Ketentuan Latihan |
Jawablah pertanyaan berikut berdasarkan teks bacaan tentang permintaan pengusaha tekstil.
(a) Redma Gita Wirawasta menjabat sebagai sekretaris jenderal di asosiasi apa?
(b) Negara terdekat mana yang disebut telah lebih dulu menerapkan lockdown?
(c) Apa yang lebih dipilih pemerintah ketimbang kebijakan penguncian wilayah?

Teks Bacaan |
──────────

Tempo.Co, Jakarta - Sejumlah pengusaha tekstil meminta kepada pemerintah agar tidak ada pembatasan aktivitas di pabrik, sepanjang mereka terus melalukan upaya mitigasi. Pernyataan itu disampaikan di tengah penyebaran virus corona atau Covid-19 yang terus meluas dan adanya wacana untuk memberlakukan lockdown atau penutupan sementara sejumlah aktivitas bisnis.
"Kami memohon agar tidak dilakukan lockdown karena justru akan membuat permasalahan baru di kemudian hari," kata Sekretaris Jenderal Asosiasi Produsen Serat dan Benang Filamen Indonesia (APSyFI) Redma Gita Wirawasta dalam keterangan resmi bersama Asosiasi Pertekstilan Indonesia (API) yang diterima Tempo di Jakarta, Kamis, 19 Maret 2020.
Sebelumnya desakan agar Indonesia melakukan lockdown muncul setelah kasus virus corona terus beranjak naik hingga lebih dari 200 kasus. Kebijakan ini telah lebih dulu diterapkan di negara lain, misalnya Italia, dan yang terdekat, Malaysia.
Tapi sampai saat ini, Presiden Jokowi menegaskan bahwa pemerintah belum memilih opsi ini. Pemerintah lebih memilih menyiapkan pusat penampungan atau karantina ketimbang memutuskan kebijakan-kebijakan penguncian wilayah atau lockdown.

──────────

Materi yang Disediakan |
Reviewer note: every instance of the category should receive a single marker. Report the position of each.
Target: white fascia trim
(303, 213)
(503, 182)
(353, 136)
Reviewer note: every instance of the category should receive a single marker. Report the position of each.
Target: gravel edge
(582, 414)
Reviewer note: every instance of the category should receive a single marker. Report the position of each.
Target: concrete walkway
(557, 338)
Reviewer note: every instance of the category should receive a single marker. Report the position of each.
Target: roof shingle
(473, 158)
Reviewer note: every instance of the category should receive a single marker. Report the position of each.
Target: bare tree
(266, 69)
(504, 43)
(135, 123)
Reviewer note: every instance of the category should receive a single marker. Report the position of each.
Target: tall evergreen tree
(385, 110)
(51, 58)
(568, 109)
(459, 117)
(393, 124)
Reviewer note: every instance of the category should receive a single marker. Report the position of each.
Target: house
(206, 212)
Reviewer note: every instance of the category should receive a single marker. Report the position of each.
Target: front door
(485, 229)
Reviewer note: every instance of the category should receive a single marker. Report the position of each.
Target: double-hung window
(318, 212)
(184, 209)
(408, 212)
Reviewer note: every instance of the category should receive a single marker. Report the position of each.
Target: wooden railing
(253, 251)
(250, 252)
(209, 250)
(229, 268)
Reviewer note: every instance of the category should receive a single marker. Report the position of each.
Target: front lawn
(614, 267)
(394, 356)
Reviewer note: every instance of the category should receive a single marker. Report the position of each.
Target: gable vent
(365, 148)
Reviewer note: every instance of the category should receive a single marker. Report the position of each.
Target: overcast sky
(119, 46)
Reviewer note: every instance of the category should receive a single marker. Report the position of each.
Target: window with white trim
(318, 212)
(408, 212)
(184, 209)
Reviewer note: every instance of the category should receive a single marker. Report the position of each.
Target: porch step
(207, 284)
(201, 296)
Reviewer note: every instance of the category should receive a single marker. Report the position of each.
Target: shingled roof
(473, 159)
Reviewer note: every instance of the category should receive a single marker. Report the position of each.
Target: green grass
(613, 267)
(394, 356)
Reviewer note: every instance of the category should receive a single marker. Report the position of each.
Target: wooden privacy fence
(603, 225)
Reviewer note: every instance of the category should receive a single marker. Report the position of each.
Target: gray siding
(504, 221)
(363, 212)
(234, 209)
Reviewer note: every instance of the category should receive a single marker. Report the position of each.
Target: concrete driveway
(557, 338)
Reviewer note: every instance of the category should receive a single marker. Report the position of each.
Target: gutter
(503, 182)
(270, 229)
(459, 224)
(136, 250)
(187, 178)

──────────

Lembar Jawaban |
(a) Asosiasi Produsen Serat dan Benang Filamen Indonesia (APSyFI).
(b) Malaysia.
(c) Menyiapkan pusat penampungan atau karantina.